■ Source passage ■
______________________________

Here is the promised range-diff:
1: 98bdc94a773 ! 1: c71f0a0e361 path-walk: introduce an object walk by path
@@ Commit message
In anticipation of a few planned applications, introduce the most
basic form
of a path-walk API. It currently assumes that there are no UNINTERESTING
- objects and does not include any complicated filters. It calls a function
+ objects, and does not include any complicated filters. It calls a function
pointer on groups of tree and blob objects as grouped by path. This only
includes objects the first time they are discovered, so an object that
appears at multiple paths will not be included in two batches.
+ These batches are collected in 'struct type_and_oid_list' objects, which
+ store an object type and an oid_array of objects.
+
+ The data structures are documented in 'struct path_walk_context', but in
+ summary the most important are:
+
+ * 'paths_to_lists' is a strmap that connects a path to a
+ type_and_oid_list for that path. To avoid conflicts in path names,
+ we make sure that tree paths end in "/" (except the root path with
+ is an empty string) and blob paths do not end in "/".
+
+ * 'path_stack' is a string list that is added to in an append-only
+ way. This stores the stack of our depth-first search on the heap
+ instead of using recursion.
+
+ * 'path_stack_pushed' is a strmap that stores path names that were
+ already added to 'path_stack', to avoid repeating paths in the
+ stack. Mostly, this saves us from quadratic lookups from doing
+ unsorted checks into the string_list.
+
+ The coupling of 'path_stack' and 'path_stack_pushed' is protected by the
+ push_to_stack() method. Call this instead of inserting into these
+ structures directly.

______________________________

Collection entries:
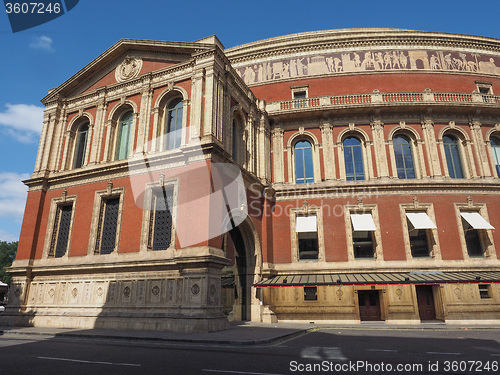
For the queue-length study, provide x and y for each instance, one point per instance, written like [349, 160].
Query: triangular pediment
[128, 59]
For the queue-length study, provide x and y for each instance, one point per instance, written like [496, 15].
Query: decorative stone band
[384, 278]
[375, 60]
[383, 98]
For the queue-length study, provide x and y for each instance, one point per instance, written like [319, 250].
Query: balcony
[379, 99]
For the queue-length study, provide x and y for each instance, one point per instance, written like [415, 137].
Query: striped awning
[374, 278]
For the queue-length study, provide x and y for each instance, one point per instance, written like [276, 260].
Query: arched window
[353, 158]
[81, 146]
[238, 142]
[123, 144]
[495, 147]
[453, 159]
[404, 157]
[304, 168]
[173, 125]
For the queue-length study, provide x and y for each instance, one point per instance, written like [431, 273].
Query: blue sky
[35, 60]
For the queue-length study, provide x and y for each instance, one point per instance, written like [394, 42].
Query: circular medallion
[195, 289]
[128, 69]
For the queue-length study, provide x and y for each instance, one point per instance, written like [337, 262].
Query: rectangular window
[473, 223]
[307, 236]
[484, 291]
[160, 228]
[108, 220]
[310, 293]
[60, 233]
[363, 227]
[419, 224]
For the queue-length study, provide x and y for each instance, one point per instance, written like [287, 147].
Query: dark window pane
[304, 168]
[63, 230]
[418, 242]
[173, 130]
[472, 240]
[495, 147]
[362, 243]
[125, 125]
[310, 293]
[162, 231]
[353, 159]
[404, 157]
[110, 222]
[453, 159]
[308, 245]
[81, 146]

______________________________

■ Given instruction ■
Translate this sentence from the range-diff into Spanish: "These batches are collected in 'struct type_and_oid_list' objects, which store an object type and an oid_array of objects."

■ Task output ■
Estos lotes se recopilan en objetos 'struct type_and_oid_list', que almacenan un tipo de objeto y un oid_array de objetos.